Object point labels:
- - - -
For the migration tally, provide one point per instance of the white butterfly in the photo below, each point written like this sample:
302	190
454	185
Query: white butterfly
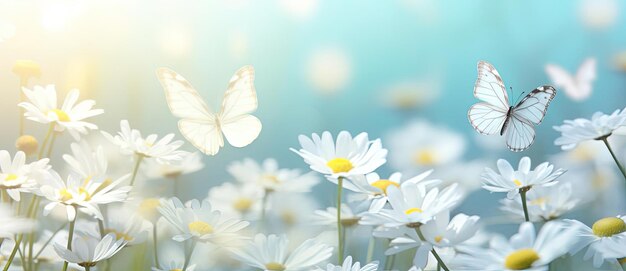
578	86
494	115
203	128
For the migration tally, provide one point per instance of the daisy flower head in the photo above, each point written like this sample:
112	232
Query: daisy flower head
85	195
413	205
348	266
42	107
346	157
18	177
545	203
513	181
526	250
199	221
89	250
375	188
131	142
605	240
190	163
237	201
270	177
271	253
11	224
598	127
421	144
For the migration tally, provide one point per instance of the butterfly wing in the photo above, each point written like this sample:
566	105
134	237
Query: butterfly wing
489	116
197	123
239	127
520	134
534	106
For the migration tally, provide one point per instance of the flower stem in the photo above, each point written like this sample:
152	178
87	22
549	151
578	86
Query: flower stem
69	239
339	230
136	168
189	253
620	166
439	260
13	252
522	193
155	240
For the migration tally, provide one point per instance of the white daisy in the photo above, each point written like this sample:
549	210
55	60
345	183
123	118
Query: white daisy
423	145
605	240
43	108
237	200
83	194
18	177
131	142
512	181
271	253
11	224
272	178
348	266
344	158
88	250
413	205
598	127
545	203
526	250
200	222
190	163
375	188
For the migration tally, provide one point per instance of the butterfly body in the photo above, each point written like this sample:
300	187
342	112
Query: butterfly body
494	115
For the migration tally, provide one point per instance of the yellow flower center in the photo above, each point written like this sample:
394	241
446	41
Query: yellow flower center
242	204
119	235
413	210
383	184
275	266
339	165
424	157
61	115
10	177
200	228
608	226
521	259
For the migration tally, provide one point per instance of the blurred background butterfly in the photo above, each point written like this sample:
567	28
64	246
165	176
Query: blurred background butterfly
577	86
204	128
495	115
- - - -
▶ _What you have to do_
Rename "migration tally" to "field survey" wherever it appears in the records above, and leave every other word and number unchanged. Omit the pictures from your answer.

▶ _Output for this exercise_
For the field survey, provide one point per instance of the white butterfly in the photo below, each point written like this sample:
302	190
454	185
Query: white butterfly
578	86
494	115
203	128
For the field survey, provide one point per instance of the daisy flower head in the photo above, each point written like this sample:
112	232
Query: daisy flower head
85	195
413	205
348	266
42	107
346	157
18	177
545	203
513	181
526	250
199	221
89	250
375	188
131	142
605	240
190	163
237	201
270	177
271	253
11	224
598	127
421	144
For the field survey, provide one point per instance of the butterfly wing in the photo above, each point written like this sample:
566	105
134	237
Query: butterfly wing
489	116
197	123
239	127
520	134
534	106
For the field survey, provide one point per instance of the flower stem in the photo above, each point written like this sample:
152	178
87	22
549	151
578	86
Query: flower stem
69	239
339	230
136	168
189	253
620	166
439	260
13	252
522	193
155	240
For the field survey, provide one point per instance of the white daisy in the photo above, each point written like this sample:
549	210
55	60
345	183
123	118
Query: white daisy
423	145
605	240
43	108
237	200
83	194
18	177
131	142
512	181
271	253
11	224
272	178
348	266
344	158
88	250
413	205
598	127
545	203
526	250
200	222
190	163
375	188
For the field survey, provide one point per instance of the butterfly body in the photo above, each point written like this sample:
300	187
342	112
Query: butterfly body
494	115
For the field survey, provide one point per instance of the yellow flower center in the photo above, each point written like this sample:
394	241
446	41
Query: yellow flower center
242	204
119	235
413	210
383	184
275	266
339	165
424	157
61	115
10	177
200	228
608	226
521	259
For the field survey, provide one point per instance of the blurred background butterfly in the photo above, each point written like this sample:
567	28
64	246
165	176
Query: blurred background butterfly
577	86
204	128
495	115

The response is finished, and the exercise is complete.